§ **Problem description**:
Which lines in the listing below contain the word "sweater"? Pull out each of those lines, treating uppercase and lowercase as different.

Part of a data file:
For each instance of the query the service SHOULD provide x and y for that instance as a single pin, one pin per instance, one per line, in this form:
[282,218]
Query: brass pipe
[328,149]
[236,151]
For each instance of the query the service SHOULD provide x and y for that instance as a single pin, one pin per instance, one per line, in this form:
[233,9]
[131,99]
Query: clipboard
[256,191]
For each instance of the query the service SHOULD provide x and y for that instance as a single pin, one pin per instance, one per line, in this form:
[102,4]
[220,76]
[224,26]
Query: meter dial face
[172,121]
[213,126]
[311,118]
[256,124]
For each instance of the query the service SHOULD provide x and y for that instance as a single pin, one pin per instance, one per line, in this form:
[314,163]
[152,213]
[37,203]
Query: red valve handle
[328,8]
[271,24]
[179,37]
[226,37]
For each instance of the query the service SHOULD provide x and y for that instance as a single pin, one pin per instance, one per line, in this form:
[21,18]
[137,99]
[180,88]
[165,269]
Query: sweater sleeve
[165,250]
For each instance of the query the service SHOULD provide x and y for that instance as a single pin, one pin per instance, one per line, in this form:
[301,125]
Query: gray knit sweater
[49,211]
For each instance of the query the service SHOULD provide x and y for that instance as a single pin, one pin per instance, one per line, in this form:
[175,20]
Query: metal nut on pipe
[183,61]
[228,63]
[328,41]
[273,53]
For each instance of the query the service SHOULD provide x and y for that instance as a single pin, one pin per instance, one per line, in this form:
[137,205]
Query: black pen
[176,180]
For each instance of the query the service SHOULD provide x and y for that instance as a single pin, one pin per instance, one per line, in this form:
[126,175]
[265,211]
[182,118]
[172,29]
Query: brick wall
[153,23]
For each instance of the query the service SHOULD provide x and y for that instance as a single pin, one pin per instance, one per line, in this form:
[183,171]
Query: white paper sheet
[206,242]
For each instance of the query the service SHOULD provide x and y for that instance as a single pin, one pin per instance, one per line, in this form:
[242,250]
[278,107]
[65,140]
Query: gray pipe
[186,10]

§ **Finished task**:
Query: sweater sleeve
Query: gray knit sweater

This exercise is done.